- Text section -
= = = = =
A Seed is Sleepy by Dianna Hutts Aston is an introduction to seeds and the life cycle of plants in a unique way that has a wide appeal. It combines poetic phrases with factual prose and vivid illustrations, to produce an experience that is both educational and aesthetic. Written for children ages five to eight in grades kindergarten to third grade, the book is a valuable resource for teachers and parents alike.
Taking an anthropomorphic approach, the two page spreads begin with a simple phrase in large cursive writing “A seed is…” followed by an attribute such as adventurous, inventive, and thirsty. This is accompanied by a factual paragraph in smaller block letters explaining the attribute and by numerous large labeled pen and watercolor illustrations visually extending the presentation. A series of drawings show the life cycle of a plant and a large diagram of a bean illustrates the anatomy of seed and embryo. My favorite feature of the book is the many different kinds of seeds that are shown from cocklebur to maple and milkweed. What a wonderful opportunity to introduce children to the diversity of seeds.
= = = = =
- Check your understanding -
A. According to the review of A Seed is Sleepy, what ages and grades is the book written for?
B. Extend the review of A Seed is Sleepy by a paragraph, picking up after its last sentence.

Data taken from a collection
= = = = =
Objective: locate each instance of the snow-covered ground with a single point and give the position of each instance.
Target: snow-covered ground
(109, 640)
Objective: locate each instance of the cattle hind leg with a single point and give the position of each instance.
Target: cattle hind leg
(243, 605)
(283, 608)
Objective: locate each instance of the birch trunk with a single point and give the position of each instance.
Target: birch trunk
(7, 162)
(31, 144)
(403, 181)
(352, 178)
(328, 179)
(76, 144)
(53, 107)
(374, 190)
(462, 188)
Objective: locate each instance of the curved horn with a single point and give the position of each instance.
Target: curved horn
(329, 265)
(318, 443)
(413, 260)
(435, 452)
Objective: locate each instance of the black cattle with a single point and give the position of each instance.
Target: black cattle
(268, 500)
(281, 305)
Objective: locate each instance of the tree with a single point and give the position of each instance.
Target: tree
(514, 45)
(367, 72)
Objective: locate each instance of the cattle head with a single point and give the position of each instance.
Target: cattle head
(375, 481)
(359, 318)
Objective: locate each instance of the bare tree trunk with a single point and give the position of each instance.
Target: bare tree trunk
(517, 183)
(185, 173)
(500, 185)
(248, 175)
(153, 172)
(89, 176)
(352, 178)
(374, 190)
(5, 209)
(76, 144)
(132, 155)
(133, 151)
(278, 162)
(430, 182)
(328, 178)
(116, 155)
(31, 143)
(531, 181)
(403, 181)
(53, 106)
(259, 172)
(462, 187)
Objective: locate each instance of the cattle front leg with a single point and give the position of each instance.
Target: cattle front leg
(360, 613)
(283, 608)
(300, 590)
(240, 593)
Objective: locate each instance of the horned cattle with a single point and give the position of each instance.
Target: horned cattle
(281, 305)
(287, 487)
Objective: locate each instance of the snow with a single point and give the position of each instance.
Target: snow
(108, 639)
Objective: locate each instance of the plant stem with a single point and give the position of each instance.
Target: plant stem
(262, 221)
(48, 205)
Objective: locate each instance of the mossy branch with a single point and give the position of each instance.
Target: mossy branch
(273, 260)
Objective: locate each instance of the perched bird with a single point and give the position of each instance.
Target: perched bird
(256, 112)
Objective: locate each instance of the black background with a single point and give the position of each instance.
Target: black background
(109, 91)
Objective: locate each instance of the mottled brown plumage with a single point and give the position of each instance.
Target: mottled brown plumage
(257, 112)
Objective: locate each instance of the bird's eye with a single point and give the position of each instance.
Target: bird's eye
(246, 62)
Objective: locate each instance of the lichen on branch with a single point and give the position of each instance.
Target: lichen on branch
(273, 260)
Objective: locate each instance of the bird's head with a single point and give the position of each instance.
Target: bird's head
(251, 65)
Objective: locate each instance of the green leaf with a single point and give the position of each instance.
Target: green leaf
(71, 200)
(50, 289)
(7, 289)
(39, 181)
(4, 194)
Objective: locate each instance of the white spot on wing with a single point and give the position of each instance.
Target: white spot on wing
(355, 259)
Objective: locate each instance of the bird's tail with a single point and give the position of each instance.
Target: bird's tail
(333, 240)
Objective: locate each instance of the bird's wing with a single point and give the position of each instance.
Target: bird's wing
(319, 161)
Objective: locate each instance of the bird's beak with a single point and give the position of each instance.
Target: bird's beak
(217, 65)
= = = = =
- Answers in order -
A. Children ages five to eight, in kindergarten through third grade.

B.
Much as I love the book in general as a former high school biology teacher I wonder if an anthropomorphic approach is a good one to use with small children who may cling to this concept long after it is useful. The use of cursive is another issue since it is slowly becoming obsolete and not even taught in many school so young children may not ever be able to read it. Factually, the book makes no distinction between fruits and seeds, and says seed are naked, when this is true only of gymnosperms that are represented by 1000 species as compared to angiosperms (grasses, flowers, vegetable plant all with enclosed seeds) with almost three hundred thousand species. Despite these criticisms, I enjoyed the book and think it offers a great introduction to plants in general and seeds in particular.